Collection entries
+++

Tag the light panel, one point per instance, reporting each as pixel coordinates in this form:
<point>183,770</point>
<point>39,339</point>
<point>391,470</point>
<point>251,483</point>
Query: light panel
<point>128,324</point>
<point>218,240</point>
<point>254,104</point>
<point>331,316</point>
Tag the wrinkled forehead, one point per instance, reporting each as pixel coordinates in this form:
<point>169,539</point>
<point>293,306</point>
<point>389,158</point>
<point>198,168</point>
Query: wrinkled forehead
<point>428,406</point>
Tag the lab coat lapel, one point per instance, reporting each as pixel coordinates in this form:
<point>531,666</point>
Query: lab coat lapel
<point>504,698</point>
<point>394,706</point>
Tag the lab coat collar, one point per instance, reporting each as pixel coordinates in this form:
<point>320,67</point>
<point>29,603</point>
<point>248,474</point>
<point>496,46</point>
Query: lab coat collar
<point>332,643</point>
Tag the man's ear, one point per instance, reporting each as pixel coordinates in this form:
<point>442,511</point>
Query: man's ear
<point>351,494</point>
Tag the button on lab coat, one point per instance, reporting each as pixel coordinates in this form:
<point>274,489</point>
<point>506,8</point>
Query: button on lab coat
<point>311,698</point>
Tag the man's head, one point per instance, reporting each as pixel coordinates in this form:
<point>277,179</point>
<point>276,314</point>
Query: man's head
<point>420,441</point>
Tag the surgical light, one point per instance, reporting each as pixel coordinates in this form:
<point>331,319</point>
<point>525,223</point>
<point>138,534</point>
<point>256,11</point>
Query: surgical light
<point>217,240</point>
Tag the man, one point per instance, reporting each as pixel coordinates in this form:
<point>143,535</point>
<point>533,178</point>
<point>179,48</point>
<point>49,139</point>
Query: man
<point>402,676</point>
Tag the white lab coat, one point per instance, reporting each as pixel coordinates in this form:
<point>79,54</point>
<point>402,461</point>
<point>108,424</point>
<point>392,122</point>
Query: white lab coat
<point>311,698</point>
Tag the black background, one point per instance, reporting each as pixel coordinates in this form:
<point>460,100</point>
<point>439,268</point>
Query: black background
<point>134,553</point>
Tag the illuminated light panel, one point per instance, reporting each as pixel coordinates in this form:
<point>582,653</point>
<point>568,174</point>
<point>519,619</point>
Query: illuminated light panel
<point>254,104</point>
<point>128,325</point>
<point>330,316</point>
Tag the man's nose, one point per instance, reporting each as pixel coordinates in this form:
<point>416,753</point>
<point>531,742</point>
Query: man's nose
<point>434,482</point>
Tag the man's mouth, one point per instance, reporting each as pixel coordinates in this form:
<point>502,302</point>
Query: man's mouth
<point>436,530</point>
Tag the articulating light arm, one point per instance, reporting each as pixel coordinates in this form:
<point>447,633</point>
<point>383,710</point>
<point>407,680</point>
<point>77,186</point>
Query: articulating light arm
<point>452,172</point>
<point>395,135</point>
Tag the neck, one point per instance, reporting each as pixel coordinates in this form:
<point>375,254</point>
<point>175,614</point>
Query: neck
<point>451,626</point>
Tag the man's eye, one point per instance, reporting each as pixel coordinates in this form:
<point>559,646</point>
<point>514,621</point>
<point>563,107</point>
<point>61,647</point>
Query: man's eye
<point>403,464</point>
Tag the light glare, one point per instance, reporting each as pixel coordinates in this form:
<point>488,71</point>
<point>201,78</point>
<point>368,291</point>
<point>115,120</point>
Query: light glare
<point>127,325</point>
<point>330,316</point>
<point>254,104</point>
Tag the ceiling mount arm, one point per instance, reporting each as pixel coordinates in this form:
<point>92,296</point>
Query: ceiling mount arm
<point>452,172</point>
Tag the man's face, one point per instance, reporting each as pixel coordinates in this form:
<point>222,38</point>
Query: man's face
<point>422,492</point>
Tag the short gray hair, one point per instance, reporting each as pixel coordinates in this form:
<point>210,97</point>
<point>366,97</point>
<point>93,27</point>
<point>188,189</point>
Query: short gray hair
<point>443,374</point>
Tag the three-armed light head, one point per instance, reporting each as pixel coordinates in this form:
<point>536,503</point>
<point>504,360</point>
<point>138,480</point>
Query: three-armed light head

+++

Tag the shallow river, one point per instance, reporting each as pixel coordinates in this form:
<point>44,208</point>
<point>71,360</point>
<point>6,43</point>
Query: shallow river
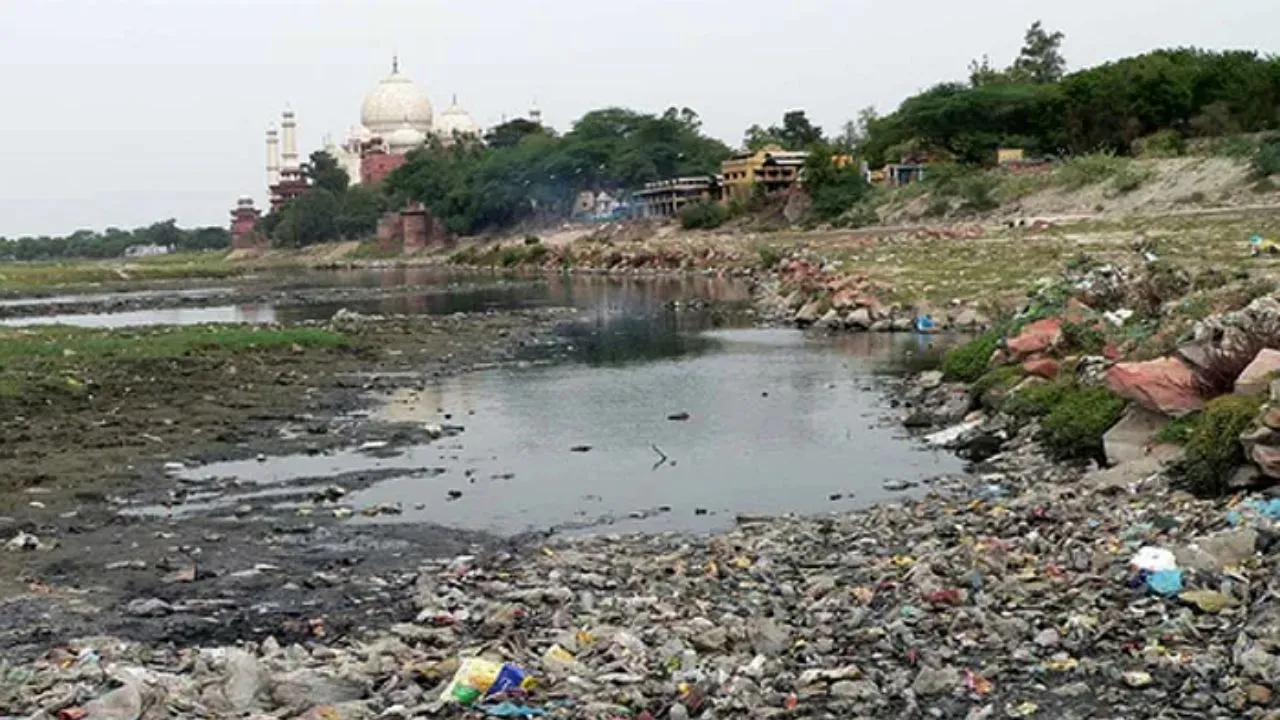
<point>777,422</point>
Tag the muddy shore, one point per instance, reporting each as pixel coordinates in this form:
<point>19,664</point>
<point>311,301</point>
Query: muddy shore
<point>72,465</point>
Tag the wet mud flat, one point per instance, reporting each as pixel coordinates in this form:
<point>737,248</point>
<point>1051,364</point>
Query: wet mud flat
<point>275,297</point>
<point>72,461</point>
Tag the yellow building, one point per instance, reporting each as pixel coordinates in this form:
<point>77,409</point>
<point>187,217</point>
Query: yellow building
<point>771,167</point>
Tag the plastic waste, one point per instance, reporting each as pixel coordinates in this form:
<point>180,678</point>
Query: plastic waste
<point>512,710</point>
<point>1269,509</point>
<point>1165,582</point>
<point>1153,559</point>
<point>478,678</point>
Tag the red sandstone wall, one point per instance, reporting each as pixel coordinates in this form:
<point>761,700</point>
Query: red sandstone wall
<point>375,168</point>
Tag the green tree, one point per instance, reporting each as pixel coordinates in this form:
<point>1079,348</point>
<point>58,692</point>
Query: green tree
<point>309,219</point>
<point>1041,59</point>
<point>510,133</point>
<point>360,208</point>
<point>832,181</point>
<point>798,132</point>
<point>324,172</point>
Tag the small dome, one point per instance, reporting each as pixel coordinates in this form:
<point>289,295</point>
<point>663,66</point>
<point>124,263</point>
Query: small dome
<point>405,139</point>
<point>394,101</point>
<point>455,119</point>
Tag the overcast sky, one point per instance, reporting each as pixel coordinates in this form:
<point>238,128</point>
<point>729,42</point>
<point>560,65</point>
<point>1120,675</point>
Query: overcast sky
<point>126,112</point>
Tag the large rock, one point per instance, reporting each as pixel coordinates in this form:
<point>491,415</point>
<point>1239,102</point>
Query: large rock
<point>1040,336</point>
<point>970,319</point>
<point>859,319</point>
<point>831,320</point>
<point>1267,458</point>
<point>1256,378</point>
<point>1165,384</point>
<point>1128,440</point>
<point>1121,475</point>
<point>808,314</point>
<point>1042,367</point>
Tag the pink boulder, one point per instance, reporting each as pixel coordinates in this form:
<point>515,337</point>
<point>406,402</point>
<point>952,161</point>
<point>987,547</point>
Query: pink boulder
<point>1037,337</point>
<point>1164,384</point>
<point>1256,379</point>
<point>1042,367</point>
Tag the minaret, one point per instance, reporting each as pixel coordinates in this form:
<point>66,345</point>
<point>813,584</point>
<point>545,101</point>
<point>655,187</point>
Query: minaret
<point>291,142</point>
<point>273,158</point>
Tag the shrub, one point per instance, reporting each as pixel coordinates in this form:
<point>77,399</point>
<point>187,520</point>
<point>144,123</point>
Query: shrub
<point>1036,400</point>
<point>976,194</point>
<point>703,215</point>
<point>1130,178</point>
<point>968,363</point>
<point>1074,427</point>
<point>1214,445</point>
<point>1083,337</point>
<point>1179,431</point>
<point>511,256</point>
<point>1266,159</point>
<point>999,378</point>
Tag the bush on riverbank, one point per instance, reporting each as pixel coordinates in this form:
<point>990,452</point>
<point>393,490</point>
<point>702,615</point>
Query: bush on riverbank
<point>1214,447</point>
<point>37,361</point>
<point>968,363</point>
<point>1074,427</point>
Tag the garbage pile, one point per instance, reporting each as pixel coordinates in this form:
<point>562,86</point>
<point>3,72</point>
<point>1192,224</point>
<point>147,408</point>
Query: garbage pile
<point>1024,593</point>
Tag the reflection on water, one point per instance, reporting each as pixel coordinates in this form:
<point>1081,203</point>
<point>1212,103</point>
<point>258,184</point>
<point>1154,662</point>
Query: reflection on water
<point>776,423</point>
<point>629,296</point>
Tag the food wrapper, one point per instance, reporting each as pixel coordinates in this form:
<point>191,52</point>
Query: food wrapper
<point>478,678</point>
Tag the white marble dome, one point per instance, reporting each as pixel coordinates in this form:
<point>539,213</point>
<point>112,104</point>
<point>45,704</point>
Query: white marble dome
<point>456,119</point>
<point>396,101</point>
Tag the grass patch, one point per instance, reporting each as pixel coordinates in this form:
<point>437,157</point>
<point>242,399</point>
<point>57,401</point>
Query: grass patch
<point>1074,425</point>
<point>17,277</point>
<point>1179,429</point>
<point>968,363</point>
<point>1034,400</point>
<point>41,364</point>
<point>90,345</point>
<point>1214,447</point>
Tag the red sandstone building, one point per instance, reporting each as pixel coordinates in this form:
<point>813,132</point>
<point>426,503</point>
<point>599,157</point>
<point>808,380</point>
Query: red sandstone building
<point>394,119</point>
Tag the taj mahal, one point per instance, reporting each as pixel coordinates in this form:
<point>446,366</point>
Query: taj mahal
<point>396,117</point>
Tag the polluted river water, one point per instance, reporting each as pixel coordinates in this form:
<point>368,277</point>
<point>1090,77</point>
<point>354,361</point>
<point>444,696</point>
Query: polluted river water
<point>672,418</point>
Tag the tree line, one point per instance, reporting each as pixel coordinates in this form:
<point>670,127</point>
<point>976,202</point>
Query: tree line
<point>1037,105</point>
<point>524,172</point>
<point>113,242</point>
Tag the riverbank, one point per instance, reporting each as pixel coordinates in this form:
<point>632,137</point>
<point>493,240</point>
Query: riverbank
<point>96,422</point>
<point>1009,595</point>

+++

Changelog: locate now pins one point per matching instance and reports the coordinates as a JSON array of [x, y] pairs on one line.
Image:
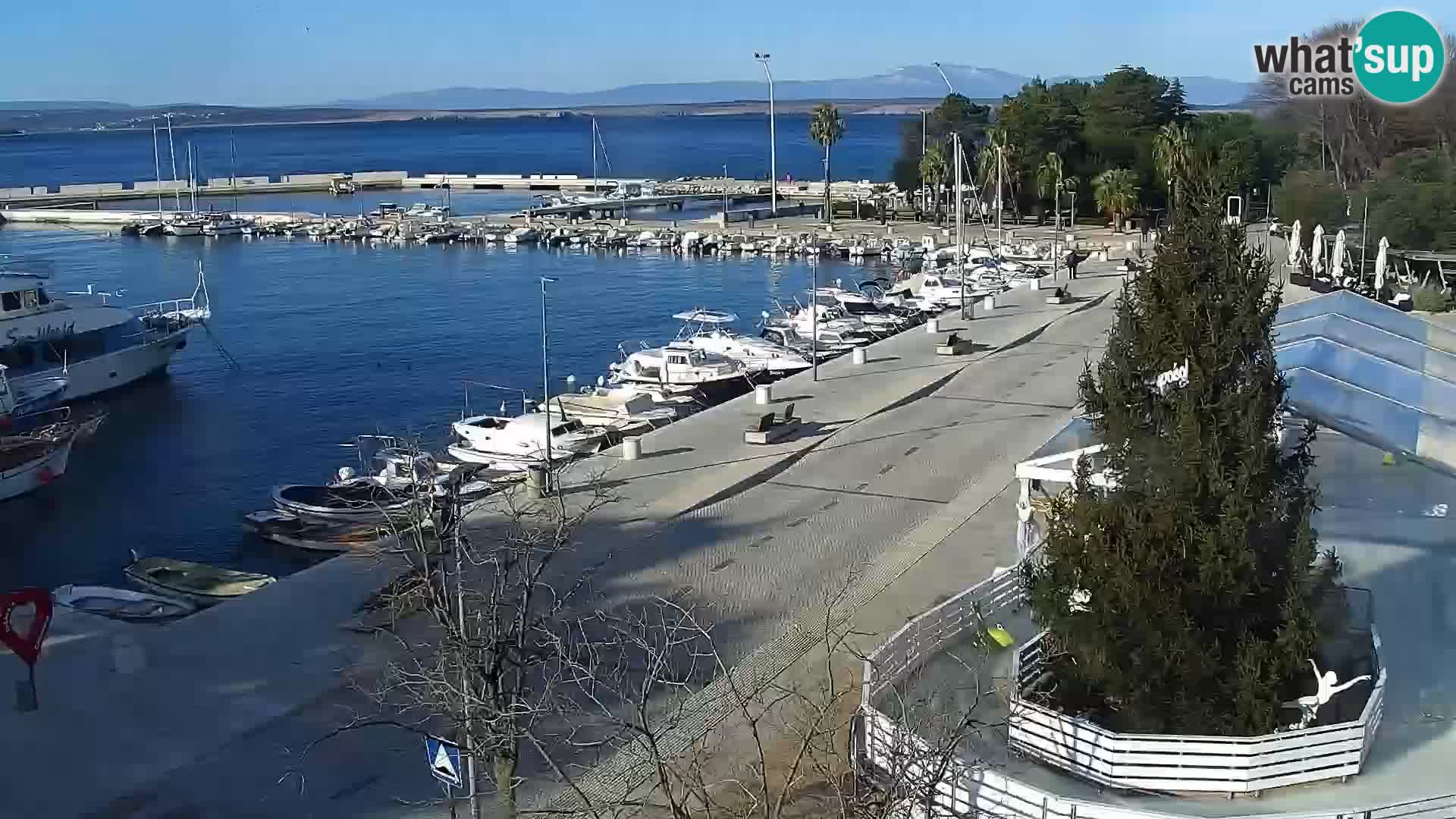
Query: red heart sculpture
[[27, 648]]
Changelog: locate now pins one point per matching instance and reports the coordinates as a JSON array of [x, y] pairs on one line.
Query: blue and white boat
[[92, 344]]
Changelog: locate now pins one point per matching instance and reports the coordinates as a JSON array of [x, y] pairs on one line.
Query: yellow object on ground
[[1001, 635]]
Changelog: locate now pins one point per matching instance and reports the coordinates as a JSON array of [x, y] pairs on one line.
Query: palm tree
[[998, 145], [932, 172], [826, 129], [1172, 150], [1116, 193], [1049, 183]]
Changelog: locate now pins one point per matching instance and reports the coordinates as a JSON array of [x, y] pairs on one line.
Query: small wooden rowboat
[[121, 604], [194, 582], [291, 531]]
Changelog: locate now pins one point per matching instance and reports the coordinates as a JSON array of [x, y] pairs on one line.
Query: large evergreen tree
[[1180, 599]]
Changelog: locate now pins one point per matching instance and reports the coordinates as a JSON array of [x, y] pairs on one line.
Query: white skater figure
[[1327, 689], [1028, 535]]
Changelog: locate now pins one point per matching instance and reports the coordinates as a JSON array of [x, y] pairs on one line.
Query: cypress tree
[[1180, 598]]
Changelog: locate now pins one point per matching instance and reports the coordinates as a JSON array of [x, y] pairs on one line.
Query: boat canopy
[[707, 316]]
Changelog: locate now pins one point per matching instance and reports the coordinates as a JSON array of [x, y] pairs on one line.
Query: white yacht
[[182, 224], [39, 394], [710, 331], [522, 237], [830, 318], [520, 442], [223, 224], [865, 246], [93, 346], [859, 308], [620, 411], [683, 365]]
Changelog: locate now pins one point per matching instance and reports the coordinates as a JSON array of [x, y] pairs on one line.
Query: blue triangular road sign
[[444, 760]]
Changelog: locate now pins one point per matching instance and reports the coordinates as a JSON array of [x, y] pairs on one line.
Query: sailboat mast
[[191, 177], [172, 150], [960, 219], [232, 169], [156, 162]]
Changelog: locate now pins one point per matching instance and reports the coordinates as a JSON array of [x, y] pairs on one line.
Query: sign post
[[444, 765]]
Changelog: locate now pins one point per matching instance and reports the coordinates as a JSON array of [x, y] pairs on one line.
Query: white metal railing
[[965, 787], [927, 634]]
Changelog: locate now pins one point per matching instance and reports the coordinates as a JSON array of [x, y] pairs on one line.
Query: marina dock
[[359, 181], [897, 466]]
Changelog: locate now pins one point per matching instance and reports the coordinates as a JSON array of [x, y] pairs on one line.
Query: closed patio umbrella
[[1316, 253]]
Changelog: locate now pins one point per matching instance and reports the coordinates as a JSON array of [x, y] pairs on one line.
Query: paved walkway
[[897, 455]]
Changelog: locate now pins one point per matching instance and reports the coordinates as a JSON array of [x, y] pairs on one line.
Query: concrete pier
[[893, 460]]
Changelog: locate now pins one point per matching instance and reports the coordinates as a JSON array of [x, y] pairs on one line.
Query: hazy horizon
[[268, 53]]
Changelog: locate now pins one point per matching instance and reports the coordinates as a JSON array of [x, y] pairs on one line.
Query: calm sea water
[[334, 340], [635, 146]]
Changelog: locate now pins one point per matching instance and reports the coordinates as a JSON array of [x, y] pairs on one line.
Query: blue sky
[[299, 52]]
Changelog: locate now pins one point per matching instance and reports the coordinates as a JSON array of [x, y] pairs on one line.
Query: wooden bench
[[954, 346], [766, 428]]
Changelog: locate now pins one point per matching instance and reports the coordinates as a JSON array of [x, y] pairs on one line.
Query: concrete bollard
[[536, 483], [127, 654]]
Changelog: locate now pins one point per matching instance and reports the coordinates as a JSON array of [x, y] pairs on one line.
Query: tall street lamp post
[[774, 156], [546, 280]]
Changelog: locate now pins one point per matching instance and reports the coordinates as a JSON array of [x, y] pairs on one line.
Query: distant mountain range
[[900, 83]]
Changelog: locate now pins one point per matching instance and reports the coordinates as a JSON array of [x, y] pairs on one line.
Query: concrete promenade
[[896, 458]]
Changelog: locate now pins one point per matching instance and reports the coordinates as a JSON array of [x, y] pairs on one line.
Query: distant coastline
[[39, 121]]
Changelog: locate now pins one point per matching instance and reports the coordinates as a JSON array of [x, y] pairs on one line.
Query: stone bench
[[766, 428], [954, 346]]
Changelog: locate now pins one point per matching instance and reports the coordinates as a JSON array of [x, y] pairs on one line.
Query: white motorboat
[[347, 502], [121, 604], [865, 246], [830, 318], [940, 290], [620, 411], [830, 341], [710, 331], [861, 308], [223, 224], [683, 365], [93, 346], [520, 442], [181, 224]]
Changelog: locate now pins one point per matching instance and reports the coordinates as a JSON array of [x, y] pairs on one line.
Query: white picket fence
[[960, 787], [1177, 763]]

+++

REQUIRED WORK: Using the data above, repeat exactly the lines that begin at the line with "Tag the light panel, one" and end at the line with "Tag the wrinkled", both ends included.

TASK RESPONSE:
Tag the light panel, one point per instance, reporting each as pixel coordinates in this form:
<point>183,770</point>
<point>39,339</point>
<point>391,470</point>
<point>251,483</point>
Query: light panel
<point>128,324</point>
<point>218,240</point>
<point>254,104</point>
<point>331,316</point>
Tag the wrinkled forehead, one point per instance, reporting each as pixel coordinates in this form:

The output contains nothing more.